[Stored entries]
------------------------------------------------------------

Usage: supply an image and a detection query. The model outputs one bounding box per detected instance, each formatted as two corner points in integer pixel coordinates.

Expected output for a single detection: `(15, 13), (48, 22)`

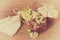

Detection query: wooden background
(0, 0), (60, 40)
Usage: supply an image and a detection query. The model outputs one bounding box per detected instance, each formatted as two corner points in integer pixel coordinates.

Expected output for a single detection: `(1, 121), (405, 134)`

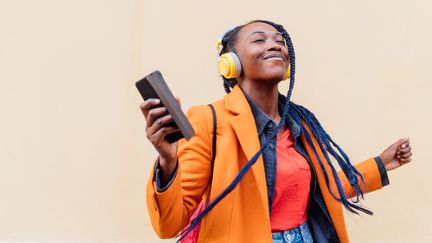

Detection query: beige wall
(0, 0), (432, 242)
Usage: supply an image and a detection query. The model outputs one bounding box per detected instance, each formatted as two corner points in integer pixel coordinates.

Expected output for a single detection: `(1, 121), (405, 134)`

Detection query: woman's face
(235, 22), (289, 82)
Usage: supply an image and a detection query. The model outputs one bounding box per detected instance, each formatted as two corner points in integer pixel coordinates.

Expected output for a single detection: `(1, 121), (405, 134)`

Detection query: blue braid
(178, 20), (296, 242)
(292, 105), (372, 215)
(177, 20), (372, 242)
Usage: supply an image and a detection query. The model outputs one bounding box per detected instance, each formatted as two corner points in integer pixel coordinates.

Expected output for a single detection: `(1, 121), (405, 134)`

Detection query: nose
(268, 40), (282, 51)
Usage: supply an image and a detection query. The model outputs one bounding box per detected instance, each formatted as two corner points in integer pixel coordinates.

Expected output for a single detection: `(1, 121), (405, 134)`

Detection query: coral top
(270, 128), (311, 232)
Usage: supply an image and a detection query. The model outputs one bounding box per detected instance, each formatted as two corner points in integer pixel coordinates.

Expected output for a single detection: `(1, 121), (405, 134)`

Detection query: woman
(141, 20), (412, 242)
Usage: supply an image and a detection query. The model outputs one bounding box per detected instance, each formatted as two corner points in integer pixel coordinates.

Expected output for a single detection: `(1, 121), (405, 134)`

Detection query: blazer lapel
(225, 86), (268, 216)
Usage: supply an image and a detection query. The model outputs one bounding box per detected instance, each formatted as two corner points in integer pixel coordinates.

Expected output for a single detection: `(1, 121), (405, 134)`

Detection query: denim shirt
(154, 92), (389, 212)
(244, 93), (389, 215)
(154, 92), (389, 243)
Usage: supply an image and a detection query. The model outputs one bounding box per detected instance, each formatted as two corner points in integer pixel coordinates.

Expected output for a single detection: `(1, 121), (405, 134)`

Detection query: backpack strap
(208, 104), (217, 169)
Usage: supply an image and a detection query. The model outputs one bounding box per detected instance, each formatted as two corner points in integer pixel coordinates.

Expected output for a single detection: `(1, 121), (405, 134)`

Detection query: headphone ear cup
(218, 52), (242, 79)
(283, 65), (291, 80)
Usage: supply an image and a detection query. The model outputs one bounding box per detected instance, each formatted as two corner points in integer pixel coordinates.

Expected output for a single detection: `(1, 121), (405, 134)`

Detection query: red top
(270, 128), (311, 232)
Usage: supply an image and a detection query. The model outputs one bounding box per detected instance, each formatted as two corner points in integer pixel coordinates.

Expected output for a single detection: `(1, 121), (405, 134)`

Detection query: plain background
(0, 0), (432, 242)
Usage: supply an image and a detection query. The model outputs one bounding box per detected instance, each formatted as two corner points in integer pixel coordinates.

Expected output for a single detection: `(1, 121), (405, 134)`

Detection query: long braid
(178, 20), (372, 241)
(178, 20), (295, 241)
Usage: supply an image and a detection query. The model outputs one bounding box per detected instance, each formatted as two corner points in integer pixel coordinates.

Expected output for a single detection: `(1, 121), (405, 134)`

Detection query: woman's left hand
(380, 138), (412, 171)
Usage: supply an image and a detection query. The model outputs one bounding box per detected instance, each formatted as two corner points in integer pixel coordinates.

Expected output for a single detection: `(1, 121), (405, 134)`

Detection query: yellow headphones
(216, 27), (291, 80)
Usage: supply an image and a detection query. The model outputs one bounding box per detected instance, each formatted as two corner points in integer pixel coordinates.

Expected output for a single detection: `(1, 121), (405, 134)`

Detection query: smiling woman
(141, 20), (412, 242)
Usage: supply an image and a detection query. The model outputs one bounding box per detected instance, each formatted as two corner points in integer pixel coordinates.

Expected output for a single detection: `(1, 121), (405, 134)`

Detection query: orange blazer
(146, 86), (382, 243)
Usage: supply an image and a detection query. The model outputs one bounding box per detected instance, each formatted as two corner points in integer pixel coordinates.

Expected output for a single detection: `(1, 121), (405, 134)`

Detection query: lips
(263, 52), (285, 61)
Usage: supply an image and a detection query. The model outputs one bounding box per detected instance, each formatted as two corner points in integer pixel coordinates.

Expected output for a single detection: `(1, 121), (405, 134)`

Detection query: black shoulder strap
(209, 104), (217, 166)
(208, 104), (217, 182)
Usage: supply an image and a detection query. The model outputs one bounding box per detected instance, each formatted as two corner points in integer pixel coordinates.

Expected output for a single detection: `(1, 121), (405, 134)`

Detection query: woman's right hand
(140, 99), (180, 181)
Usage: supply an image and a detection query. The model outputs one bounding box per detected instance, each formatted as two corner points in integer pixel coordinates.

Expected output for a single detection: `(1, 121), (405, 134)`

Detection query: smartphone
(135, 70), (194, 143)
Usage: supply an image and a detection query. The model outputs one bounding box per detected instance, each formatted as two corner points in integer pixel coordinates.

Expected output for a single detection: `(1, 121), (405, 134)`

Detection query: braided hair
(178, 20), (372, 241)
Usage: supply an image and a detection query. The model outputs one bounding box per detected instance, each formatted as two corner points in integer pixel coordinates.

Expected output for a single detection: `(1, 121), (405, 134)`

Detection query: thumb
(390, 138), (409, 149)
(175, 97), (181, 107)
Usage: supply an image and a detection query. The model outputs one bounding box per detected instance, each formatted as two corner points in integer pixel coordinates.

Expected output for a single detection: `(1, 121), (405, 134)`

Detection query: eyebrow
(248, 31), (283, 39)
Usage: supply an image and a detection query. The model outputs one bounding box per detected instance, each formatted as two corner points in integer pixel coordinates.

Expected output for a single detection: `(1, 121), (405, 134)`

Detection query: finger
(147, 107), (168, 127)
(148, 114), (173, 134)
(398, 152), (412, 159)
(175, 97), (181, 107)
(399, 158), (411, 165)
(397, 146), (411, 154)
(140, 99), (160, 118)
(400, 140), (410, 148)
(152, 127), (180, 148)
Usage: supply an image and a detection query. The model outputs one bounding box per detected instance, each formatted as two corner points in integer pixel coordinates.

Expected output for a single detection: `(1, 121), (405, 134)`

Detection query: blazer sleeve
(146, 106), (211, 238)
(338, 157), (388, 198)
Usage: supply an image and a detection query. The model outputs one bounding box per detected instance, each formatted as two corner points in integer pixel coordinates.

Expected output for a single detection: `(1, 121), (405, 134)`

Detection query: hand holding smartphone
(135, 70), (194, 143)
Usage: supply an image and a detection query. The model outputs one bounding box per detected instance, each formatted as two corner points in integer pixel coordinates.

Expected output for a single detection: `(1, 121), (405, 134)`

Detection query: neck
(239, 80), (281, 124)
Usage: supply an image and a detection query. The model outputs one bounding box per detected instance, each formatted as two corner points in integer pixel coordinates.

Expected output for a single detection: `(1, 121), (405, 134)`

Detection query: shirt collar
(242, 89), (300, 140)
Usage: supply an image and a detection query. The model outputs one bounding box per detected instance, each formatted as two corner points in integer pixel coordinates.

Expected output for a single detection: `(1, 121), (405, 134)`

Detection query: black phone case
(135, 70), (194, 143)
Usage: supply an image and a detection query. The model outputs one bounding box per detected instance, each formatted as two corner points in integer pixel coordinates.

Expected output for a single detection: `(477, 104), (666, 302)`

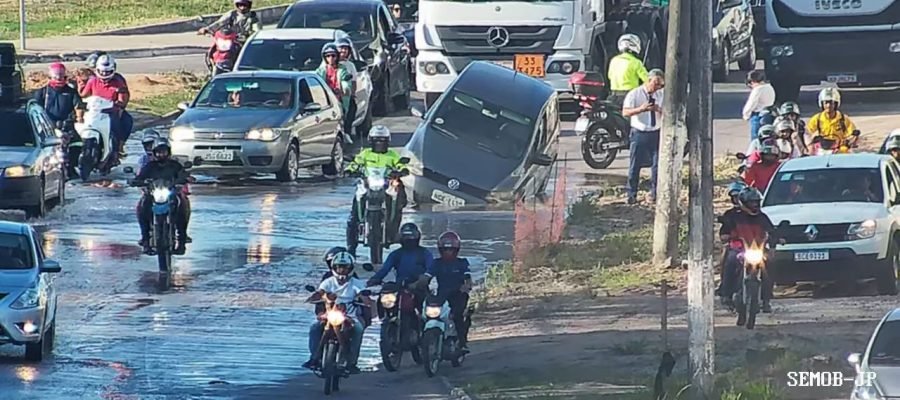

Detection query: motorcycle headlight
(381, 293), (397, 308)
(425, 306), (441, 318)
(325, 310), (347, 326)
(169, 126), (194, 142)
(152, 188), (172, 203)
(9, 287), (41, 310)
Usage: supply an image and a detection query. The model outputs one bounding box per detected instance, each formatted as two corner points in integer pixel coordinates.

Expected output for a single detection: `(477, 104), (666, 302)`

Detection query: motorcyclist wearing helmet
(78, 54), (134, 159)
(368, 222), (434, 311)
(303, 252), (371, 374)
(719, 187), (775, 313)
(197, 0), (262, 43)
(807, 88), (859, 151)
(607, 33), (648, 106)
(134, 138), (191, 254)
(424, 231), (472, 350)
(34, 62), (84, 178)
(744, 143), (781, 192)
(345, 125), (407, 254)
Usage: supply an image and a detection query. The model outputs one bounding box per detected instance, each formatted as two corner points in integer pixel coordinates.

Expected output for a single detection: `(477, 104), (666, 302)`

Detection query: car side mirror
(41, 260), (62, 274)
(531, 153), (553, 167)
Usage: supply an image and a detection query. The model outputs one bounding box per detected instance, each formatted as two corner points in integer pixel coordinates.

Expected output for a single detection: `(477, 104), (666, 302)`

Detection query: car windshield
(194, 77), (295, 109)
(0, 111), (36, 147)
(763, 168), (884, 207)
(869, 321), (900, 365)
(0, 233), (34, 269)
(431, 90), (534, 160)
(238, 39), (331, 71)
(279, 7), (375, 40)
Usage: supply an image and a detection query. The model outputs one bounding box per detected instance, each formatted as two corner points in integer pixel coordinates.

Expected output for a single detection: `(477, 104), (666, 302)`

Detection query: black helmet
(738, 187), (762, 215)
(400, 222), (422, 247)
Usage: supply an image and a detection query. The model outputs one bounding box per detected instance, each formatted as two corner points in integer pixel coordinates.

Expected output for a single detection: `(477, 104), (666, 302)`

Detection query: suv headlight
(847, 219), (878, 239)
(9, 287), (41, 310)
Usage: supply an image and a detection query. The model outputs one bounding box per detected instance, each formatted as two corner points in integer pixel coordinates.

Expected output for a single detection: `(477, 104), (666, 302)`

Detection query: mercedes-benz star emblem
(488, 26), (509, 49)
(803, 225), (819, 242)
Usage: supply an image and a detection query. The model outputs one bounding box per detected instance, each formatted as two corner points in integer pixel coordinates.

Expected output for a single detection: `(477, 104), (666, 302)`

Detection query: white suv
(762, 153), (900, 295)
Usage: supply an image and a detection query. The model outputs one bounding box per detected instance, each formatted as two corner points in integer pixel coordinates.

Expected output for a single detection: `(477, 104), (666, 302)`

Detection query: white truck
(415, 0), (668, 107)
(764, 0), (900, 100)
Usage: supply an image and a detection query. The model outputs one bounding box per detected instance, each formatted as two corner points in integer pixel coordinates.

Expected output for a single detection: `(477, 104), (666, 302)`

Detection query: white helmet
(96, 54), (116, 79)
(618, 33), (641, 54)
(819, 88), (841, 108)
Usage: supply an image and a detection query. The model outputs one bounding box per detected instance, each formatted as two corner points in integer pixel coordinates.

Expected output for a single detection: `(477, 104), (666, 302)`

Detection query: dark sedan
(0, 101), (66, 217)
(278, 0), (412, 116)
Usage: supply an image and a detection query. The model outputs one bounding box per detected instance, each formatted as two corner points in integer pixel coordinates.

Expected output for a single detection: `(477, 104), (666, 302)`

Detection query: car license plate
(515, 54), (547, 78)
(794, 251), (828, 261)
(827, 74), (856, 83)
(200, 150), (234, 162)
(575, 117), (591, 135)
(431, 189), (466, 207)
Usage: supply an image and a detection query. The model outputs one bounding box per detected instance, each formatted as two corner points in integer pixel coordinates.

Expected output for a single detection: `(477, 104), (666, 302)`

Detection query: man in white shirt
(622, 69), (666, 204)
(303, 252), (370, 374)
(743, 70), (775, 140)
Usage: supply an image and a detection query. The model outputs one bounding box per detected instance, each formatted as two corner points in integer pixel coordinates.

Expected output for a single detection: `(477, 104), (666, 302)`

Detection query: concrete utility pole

------------------------------------------------------------

Copy the material from its first line through the line containing "(177, 20), (372, 242)", changing "Expected output" to "Sample output" and leaving everything else unchanged. Leave the pictures out.

Usage: supply an image and a detection query. The model outputs one bounding box per detected instance, each formatted as two corner points in integer pixel coordinates.

Sample output for a single detection: `(15, 13), (48, 22)`


Detection query: wooden background
(0, 0), (60, 40)
Usage: supply an image and a detection query. The model outputs one bounding box per detected instance, each formatted as two corner points in integer pixel coordinates.

Sample output for a single detection: `(1, 121), (405, 134)`


Detection query: beige wall
(0, 0), (432, 242)
Usage: supply an image and a detection query. The model outputs one bounding box per detected instance, each formatted as two corner points in integer pixel coordinates.

Sample output for a single detection: `(1, 121), (405, 134)`

Detection query: woman's face
(235, 22), (289, 82)
Usage: supply an image and a detection query. The model outputs one bounding box per detected instance, each formatted as two corner points in integer pixel coordinates.

Sample output for a single detection: `(1, 121), (405, 134)`

Detection query: blue braid
(178, 20), (296, 242)
(292, 105), (372, 215)
(177, 20), (372, 242)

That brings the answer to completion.